§ The task: In the blog post below, copy out the passage from "Once upon a time..." up to and including "would they not?" word for word.

Segment Start: Document excerpt

Sunday, August 16, 2009

Once upon a time...

Once upon a time, in America in the early 1990's, a woman, a mother in her early 50's, was dying of cancer. She had advanced cancer, she must have not received timely or effective screening services (LACK OF PREVENTIVE SERVICES -- mebbe).

She likely received chemotherapy, toxic nasty stuff, still her best hope. Her oncologists did their best. Why would they not?

She suffered . Her son watched as she did. He watched as she died.

Yes, she did die (BAD OUTCOME). Sad.

The cost for her care? lots! Costs of medicine (greedy pharmaceuticals) hospital care, physician fees (greedy doctors) surely significant. Outcome no good, she died.

The son thinks about this result. Why should there BE payment for a bad outcome? Makes little sense to him. Her son is grieving as he should. Still, he's facing a big bill. Pre-existing issues involved. Unpleasant experience.

The son is incensed. He does not forget this horrible experience. It' s his mother! She raised him. His father had already abandoned him/them when he (the boy) was very young -- his father went back to Kenya.

Please understand -- this effort towards the socialization of American Medicine is most definitely personal.

Segment End: Document excerpt
Segment Start: Dataset

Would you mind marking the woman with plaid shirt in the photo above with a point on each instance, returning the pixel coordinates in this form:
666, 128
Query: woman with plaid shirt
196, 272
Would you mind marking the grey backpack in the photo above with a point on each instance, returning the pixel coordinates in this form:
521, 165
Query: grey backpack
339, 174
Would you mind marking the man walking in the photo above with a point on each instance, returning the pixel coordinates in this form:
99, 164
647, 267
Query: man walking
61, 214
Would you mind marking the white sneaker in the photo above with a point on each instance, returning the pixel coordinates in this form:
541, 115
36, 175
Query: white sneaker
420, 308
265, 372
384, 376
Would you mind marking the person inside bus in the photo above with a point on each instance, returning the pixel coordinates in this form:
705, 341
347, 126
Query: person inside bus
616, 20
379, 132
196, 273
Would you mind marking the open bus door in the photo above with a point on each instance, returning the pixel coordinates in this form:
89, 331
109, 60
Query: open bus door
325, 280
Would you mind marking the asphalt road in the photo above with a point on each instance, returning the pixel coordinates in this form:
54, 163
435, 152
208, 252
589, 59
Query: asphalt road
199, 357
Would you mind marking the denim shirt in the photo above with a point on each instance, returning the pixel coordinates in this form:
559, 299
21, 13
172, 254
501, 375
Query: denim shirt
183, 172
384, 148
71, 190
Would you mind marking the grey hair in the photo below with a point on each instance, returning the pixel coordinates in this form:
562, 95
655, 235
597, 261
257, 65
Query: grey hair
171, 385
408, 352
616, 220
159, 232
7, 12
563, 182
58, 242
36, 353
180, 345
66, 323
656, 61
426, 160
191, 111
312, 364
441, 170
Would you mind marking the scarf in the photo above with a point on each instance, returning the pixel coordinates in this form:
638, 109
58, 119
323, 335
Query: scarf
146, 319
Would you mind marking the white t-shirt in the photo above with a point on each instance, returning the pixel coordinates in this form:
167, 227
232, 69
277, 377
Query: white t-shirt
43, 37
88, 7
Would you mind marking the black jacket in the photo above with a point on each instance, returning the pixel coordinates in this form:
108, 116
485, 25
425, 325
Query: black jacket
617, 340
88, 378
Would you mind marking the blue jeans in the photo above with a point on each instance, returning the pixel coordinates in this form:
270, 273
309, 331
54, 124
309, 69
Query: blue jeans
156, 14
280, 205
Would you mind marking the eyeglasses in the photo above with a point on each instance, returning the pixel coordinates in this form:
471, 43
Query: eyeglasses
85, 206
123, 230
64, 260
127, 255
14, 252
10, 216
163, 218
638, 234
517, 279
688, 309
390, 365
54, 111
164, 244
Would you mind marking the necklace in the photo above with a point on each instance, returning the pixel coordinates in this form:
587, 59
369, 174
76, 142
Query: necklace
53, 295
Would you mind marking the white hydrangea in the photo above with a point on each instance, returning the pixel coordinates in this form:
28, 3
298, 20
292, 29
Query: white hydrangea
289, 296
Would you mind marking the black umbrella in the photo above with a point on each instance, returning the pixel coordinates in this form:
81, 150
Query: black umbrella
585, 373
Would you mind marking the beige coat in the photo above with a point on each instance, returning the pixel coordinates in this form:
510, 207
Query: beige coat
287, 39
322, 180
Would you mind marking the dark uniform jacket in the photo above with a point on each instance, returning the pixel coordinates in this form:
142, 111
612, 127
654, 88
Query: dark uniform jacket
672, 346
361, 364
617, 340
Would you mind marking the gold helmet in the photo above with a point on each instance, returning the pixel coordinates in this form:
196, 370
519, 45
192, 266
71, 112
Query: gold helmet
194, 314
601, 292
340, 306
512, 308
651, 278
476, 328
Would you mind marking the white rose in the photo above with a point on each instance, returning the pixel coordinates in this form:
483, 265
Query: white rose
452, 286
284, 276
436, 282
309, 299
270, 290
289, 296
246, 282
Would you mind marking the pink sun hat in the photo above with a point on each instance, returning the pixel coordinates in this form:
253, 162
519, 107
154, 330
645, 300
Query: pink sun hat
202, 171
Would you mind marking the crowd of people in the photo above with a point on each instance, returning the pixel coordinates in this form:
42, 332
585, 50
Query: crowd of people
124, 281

Segment End: Dataset

§ Solved problem:
Once upon a time...

Once upon a time, in America in the early 1990's, a woman, a mother in her early 50's, was dying of cancer. She had advanced cancer, she must have not received timely or effective screening services (LACK OF PREVENTIVE SERVICES -- mebbe).

She likely received chemotherapy, toxic nasty stuff, still her best hope. Her oncologists did their best. Why would they not?